→ **What is needed**
Could you render all the rows below as a Markdown table with the columns "No." and "Text", one numbered line per table row with blank lines dropped? Leave the pictures out.

(Excerpts of location labeling data)
========================================

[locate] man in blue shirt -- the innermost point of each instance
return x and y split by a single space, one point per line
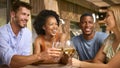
89 42
15 38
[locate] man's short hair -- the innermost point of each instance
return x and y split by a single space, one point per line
16 5
84 15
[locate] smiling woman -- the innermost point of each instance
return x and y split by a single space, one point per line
46 25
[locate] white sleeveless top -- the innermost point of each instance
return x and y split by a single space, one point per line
108 50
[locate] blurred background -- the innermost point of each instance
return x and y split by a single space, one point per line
69 10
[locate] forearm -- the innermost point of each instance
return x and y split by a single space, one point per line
93 65
20 61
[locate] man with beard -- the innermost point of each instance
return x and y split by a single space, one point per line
89 42
15 38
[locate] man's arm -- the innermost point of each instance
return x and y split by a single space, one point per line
20 61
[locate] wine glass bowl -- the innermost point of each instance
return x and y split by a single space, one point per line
69 48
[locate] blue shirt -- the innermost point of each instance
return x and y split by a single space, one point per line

========================================

→ **Expected output**
| No. | Text |
|---|---|
| 1 | [locate] man in blue shirt -- the innermost point of each instance |
| 2 | return x and y split by a single space, one point per line |
| 3 | 89 42 |
| 4 | 15 38 |
| 5 | [locate] man's short hair -- the innermost point of each instance |
| 6 | return x and y split by a single space, one point per line |
| 7 | 16 5 |
| 8 | 84 15 |
| 9 | [locate] smiling woman -- the innermost point of each instance |
| 10 | return x and y split by a single space, one point per line |
| 11 | 46 25 |
| 12 | [locate] white sleeveless top -- the innermost point of each instance |
| 13 | return x and y split by a single space, one point per line |
| 14 | 108 50 |
| 15 | [locate] blurred background -- the innermost point of each instance |
| 16 | return x and y split by a single space, one point per line |
| 17 | 69 10 |
| 18 | [locate] forearm -- the innermost point of each instance |
| 19 | return x and y split by a single space, one point per line |
| 20 | 93 65 |
| 21 | 20 61 |
| 22 | [locate] man with beard -- the innermost point of each instance |
| 23 | return x and y split by a single space, one point per line |
| 24 | 89 42 |
| 25 | 15 38 |
| 26 | [locate] man's arm -- the innermost point of each instance |
| 27 | return x and y split by a single space, one point per line |
| 28 | 20 61 |
| 29 | [locate] wine glass bowl -- the innermost point of each instance |
| 30 | return x and y split by a single space, one point per line |
| 31 | 69 48 |
| 32 | [locate] blue shirt -- the innermost point of each instance |
| 33 | return x and y split by a single space, one point per line |